Provided passage Start Marker
Sturgeon will leave a big gap and replacing her won’t be an easy job. Likely candidates will be John Swinney (currently Deputy FM), Angus Robertson (current Cabinet Secretary for Constitutional Affairs and former Westminster leader), and Kate Forbes (current Cabinet Secretary for Finance), but none has the profile of the person they are replacing.

Latterly, Sturgeon has increasingly tied-up a lot of political capital in issues that have not gone well – both her strategy towards independence, and also the gender recognition reforms have become – rightly or wrongly given she led the country through Covid – the defining issues of her premiership. Her departure creates the space her party and/or the Scottish Government may need to change their approach, something that would have been politically impossible for her to do.
Provided passage End Marker
Data extract Start Marker
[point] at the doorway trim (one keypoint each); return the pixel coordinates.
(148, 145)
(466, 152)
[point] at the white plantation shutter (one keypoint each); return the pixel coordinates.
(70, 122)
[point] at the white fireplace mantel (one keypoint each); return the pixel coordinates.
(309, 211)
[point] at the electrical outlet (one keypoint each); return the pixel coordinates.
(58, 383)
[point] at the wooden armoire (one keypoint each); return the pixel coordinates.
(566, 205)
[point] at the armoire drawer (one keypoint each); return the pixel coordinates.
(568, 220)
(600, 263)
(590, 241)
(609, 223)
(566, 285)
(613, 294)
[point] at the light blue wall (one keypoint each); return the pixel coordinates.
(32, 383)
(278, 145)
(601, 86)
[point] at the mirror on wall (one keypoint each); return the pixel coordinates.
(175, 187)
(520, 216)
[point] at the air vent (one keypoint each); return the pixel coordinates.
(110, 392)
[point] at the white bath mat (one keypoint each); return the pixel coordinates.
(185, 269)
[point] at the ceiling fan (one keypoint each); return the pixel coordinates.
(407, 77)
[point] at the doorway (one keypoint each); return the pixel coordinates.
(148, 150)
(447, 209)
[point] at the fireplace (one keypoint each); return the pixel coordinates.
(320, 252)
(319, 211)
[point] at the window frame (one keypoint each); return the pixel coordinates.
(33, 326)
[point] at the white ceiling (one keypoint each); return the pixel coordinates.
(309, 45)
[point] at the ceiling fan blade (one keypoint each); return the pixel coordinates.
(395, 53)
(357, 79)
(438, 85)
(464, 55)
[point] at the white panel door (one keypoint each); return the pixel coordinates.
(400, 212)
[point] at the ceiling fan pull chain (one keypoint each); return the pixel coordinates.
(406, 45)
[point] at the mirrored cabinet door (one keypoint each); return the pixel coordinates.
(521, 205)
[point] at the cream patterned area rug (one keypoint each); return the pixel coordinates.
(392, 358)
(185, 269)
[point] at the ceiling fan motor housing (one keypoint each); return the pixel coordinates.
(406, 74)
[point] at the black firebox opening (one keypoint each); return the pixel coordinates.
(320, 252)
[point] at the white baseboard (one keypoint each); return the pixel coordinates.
Data extract End Marker
**Your goal**.
Decide whether each statement below agrees with the passage on Sturgeon's departure, answering yes or no and quoting the words of the passage that settle it.
1. Kate Forbes is described as the current Cabinet Secretary for Finance.
2. At least one of the likely candidates has a profile matching Sturgeon's.
3. Changing the approach would have been politically possible for Sturgeon herself.

**Your response**.
1. Yes: "Kate Forbes (current Cabinet Secretary for Finance)"
2. No: "none has the profile of the person they are replacing"
3. No: "something that would have been politically impossible for her to do"